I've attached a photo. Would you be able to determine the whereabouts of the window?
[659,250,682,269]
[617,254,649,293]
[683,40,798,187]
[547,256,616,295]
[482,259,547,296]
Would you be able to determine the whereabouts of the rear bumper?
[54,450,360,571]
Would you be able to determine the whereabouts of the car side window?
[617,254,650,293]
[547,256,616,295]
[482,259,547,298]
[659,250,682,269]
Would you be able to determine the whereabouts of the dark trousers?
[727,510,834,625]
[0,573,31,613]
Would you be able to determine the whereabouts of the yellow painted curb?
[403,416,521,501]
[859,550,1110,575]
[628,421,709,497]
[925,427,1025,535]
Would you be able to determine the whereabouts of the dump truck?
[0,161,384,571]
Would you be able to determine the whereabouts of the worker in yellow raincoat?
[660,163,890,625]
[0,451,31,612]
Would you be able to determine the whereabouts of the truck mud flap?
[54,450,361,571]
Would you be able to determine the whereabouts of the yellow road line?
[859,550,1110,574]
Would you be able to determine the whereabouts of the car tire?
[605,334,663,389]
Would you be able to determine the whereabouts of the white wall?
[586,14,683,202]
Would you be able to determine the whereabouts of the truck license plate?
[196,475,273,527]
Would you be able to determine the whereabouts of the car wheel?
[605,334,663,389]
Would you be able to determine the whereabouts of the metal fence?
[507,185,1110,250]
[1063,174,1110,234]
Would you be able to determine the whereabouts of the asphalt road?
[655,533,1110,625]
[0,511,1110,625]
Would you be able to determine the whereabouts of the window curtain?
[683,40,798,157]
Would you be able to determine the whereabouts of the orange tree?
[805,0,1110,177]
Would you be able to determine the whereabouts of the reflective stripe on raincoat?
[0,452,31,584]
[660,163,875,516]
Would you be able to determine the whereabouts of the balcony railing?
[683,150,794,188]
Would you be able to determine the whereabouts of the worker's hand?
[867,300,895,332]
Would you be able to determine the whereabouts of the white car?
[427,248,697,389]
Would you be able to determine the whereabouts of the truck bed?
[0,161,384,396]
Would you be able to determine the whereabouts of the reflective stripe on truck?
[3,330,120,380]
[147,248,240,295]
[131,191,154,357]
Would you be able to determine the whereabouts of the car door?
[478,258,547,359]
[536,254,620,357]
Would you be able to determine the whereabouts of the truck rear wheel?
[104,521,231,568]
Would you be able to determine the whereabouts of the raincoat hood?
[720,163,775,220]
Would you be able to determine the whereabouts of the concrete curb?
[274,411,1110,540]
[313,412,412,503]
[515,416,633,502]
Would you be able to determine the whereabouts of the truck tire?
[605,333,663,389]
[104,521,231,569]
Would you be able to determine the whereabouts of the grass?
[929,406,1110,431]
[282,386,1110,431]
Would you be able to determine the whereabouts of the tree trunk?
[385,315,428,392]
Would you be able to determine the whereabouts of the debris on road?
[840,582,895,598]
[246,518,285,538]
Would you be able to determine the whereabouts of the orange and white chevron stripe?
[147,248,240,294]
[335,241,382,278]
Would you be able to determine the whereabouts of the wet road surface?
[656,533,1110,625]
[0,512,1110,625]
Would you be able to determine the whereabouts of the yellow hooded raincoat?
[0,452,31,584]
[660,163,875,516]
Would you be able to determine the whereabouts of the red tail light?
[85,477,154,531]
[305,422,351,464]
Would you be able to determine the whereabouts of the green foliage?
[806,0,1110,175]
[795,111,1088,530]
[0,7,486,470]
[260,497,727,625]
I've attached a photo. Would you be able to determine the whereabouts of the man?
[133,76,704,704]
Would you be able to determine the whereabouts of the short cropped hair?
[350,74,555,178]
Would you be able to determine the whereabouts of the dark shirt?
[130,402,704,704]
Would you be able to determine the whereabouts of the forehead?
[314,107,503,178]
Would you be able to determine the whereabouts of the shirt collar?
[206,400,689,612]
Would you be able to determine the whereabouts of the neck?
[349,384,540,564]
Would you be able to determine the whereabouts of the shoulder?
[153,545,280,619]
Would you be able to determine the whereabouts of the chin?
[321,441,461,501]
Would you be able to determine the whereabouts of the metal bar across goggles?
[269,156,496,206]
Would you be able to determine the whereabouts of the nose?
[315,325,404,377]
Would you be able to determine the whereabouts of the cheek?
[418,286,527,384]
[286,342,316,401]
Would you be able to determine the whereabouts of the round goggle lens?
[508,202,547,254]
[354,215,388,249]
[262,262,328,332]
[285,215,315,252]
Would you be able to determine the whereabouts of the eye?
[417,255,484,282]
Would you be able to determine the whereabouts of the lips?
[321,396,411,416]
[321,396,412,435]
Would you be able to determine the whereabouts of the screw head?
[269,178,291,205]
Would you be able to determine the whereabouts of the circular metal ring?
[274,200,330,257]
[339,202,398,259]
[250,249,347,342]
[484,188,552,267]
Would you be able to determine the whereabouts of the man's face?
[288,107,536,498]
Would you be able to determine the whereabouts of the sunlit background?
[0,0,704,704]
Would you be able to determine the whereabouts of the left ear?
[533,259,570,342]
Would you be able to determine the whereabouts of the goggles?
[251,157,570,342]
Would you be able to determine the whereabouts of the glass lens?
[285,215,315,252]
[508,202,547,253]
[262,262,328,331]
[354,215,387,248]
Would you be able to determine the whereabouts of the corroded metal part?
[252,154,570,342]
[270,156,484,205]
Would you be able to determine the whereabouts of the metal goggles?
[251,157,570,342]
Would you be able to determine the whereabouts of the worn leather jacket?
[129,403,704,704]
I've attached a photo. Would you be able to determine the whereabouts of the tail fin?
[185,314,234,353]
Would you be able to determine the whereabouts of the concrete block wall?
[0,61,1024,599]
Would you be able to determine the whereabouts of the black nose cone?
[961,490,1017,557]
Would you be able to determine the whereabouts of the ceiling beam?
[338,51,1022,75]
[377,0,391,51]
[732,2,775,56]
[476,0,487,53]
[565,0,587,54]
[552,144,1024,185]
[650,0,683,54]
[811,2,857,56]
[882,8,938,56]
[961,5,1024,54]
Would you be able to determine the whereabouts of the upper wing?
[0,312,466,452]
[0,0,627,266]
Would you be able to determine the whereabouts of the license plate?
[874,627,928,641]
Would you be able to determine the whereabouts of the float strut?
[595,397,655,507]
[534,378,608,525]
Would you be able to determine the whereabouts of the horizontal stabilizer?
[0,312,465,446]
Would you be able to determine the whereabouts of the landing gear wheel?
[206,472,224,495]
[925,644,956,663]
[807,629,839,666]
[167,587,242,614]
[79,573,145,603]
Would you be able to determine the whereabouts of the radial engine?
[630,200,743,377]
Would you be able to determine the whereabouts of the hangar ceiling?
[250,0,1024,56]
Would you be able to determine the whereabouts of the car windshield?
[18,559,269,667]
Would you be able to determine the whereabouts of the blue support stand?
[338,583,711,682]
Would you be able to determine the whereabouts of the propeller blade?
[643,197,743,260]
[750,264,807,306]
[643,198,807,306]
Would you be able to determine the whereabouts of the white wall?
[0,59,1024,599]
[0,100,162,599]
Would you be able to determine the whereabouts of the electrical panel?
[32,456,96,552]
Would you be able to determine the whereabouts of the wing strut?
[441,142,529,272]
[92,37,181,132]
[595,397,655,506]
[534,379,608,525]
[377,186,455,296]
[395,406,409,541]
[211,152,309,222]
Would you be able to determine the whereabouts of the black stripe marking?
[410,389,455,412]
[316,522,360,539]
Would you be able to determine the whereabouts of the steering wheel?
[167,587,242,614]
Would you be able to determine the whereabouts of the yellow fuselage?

Objective:
Count the lines in the data above that contain the string "white", matching case exactly. Give only the number.

The result:
4